Please state how many lines below include the word "basket"; the reply should be the number only.

Provided records START

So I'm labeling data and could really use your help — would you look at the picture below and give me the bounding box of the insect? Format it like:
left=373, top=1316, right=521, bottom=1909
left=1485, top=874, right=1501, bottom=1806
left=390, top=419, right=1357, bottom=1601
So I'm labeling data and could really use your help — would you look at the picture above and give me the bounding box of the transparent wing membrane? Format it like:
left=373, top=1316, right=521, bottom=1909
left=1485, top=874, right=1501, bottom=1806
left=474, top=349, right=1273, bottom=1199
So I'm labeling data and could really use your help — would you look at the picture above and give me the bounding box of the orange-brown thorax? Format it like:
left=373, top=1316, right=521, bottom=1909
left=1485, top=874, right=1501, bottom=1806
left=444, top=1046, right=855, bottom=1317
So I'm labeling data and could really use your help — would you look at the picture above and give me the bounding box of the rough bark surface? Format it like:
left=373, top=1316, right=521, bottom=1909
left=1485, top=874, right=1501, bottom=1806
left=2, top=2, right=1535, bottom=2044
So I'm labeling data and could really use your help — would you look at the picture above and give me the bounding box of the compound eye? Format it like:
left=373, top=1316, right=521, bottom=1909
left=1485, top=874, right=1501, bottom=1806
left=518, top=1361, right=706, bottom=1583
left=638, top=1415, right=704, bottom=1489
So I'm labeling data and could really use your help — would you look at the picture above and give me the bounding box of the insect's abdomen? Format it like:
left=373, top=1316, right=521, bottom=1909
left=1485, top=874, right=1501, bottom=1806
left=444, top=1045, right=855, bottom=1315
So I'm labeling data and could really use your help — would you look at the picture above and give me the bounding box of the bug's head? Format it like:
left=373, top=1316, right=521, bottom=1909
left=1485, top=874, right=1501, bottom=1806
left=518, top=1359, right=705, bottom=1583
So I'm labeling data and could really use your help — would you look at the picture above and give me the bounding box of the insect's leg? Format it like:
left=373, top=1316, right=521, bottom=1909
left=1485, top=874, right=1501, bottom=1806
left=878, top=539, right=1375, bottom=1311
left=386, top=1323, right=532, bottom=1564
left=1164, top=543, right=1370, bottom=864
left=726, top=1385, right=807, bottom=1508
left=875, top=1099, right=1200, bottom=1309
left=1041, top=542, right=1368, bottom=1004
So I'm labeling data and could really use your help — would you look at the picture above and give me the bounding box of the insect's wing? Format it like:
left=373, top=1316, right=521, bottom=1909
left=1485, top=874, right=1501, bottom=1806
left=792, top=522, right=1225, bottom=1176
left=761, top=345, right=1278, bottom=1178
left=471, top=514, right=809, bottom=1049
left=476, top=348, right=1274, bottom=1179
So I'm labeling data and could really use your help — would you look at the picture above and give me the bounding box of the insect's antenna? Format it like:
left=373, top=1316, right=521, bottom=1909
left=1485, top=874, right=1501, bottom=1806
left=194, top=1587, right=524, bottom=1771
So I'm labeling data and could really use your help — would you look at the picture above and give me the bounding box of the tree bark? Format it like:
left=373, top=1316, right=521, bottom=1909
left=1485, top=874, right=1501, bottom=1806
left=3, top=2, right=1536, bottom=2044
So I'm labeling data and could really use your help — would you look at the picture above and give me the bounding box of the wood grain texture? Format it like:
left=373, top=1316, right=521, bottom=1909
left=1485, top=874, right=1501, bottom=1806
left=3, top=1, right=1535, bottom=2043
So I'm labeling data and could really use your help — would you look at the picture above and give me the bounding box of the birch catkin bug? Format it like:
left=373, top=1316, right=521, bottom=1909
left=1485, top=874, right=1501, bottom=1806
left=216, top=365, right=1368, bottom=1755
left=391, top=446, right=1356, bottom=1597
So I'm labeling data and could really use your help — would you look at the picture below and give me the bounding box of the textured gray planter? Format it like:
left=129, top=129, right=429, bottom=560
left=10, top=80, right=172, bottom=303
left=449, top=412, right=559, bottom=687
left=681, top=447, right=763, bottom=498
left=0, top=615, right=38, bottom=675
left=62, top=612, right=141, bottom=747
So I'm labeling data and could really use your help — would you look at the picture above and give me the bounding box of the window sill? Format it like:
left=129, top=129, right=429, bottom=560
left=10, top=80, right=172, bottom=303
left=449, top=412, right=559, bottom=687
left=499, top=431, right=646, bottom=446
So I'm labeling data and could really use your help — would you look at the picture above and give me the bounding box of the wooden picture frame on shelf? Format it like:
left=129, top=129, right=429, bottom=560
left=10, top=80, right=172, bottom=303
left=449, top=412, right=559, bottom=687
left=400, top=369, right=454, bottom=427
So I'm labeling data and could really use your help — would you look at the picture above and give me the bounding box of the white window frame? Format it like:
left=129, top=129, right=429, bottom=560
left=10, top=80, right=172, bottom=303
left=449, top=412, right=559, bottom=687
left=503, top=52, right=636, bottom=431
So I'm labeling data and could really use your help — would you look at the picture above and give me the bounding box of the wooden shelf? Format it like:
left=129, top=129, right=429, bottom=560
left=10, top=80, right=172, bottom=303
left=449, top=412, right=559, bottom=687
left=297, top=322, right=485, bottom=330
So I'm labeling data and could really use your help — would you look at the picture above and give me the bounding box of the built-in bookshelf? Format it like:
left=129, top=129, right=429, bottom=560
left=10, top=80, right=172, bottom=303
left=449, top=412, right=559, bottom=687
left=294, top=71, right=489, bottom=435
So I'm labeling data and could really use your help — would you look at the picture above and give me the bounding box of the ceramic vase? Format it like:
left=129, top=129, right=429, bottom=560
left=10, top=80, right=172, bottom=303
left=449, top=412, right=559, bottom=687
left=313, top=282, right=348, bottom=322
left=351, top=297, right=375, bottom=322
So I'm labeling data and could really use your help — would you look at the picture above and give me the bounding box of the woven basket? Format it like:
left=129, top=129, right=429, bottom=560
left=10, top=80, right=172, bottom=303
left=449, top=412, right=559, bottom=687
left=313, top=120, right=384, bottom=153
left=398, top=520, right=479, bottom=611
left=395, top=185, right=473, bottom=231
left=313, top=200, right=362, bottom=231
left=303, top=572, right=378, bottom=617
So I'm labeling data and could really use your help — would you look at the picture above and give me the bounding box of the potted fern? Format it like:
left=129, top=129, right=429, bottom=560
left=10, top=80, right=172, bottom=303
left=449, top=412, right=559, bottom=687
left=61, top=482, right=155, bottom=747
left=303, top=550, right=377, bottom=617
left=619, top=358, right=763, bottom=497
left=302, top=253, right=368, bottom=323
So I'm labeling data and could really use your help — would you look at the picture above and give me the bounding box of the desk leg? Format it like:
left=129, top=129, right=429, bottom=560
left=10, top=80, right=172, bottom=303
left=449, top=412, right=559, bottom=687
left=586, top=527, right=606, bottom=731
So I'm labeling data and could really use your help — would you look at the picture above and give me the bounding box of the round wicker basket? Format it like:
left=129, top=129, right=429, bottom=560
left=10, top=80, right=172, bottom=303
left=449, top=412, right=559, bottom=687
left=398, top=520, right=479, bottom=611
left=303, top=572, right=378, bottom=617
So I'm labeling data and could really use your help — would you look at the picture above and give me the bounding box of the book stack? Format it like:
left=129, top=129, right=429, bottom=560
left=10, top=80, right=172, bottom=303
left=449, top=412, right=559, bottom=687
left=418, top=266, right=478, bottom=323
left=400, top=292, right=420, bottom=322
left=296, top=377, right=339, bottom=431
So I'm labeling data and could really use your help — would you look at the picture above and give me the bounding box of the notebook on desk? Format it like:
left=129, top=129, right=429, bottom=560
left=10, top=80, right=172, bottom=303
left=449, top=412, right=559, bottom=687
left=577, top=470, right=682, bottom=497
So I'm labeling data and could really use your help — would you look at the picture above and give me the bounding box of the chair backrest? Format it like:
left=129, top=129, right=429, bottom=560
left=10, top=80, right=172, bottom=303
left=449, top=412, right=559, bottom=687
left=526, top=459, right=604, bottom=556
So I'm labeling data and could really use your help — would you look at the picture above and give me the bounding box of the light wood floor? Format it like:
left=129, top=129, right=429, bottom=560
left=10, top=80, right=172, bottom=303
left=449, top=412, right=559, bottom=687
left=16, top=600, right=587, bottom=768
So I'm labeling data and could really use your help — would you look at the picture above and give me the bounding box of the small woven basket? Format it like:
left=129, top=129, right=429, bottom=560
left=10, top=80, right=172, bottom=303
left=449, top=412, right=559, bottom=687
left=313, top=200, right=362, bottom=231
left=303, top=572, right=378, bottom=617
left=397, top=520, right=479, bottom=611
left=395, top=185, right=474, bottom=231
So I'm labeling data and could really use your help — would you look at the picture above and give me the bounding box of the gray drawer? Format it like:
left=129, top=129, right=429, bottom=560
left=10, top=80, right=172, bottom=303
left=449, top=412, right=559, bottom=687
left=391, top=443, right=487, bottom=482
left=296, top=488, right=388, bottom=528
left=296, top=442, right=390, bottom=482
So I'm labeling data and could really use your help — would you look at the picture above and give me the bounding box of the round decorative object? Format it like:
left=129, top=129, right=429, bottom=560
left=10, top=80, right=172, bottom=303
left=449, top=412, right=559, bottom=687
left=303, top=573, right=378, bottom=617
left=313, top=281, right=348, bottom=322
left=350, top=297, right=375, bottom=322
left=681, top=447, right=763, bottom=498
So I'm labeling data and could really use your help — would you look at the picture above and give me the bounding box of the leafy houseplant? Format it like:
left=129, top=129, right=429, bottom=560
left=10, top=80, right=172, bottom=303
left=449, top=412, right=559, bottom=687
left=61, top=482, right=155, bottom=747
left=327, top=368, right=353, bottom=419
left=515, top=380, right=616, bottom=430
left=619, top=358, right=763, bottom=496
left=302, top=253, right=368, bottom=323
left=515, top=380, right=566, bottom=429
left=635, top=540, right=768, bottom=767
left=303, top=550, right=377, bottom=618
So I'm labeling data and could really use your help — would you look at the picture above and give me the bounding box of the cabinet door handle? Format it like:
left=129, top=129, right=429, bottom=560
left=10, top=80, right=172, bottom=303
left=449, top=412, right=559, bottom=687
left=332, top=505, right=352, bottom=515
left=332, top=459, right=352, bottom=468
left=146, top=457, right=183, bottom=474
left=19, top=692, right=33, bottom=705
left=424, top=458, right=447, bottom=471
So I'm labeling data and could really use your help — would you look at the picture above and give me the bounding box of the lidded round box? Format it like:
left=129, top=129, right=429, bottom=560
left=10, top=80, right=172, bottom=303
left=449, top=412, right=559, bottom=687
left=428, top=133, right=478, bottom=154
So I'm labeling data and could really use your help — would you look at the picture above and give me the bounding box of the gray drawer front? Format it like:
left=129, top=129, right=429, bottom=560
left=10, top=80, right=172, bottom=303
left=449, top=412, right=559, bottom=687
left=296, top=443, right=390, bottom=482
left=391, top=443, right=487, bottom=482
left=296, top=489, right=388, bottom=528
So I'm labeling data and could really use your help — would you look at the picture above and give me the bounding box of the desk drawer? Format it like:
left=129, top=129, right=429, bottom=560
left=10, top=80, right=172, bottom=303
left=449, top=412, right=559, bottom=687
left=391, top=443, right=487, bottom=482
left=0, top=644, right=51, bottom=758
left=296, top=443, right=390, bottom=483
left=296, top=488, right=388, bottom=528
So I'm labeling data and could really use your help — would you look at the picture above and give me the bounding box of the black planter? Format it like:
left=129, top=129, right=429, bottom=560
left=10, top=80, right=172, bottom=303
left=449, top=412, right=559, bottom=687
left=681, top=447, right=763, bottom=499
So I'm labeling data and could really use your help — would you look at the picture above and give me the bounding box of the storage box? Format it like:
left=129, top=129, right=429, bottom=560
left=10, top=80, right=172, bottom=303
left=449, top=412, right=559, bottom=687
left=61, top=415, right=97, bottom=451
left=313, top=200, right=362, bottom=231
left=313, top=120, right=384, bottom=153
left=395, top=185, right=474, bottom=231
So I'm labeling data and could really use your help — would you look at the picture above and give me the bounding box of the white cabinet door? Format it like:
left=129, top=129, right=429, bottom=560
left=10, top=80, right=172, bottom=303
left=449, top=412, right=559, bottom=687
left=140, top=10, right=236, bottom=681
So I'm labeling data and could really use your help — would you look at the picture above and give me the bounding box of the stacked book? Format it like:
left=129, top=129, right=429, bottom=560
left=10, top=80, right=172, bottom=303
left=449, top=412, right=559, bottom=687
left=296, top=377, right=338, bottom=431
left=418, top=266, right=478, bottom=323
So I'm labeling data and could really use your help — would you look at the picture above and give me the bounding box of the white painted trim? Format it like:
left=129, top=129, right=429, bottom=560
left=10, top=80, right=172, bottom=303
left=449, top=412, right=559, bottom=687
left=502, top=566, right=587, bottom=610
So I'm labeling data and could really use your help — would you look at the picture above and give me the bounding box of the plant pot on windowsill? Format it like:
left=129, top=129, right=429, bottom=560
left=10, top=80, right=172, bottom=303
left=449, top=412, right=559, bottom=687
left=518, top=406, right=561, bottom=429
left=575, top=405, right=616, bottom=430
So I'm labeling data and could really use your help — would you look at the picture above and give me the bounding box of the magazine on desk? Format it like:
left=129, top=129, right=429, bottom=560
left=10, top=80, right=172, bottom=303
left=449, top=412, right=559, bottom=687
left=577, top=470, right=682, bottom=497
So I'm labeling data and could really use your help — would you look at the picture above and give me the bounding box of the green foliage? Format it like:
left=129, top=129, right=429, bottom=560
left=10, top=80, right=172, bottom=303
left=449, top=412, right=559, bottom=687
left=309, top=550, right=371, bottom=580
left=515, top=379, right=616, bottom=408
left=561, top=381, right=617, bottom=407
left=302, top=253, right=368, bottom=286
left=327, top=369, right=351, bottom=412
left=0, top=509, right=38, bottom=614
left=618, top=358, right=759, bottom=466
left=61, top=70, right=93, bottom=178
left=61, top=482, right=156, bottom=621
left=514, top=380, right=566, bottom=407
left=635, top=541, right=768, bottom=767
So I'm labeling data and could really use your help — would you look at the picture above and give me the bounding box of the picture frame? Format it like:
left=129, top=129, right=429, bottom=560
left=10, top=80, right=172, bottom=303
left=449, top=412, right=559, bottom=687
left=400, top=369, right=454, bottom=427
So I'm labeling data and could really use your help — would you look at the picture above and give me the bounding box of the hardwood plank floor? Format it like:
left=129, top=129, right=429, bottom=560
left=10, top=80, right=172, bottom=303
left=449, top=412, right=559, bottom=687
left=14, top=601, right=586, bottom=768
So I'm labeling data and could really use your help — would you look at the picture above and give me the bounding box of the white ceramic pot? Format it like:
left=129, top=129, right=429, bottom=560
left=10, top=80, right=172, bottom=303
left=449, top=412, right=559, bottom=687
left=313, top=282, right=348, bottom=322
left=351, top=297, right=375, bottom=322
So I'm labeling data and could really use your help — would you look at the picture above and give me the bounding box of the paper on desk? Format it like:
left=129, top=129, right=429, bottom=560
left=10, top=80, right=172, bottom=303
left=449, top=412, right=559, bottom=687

Provided records END

* [Response for this exercise] 3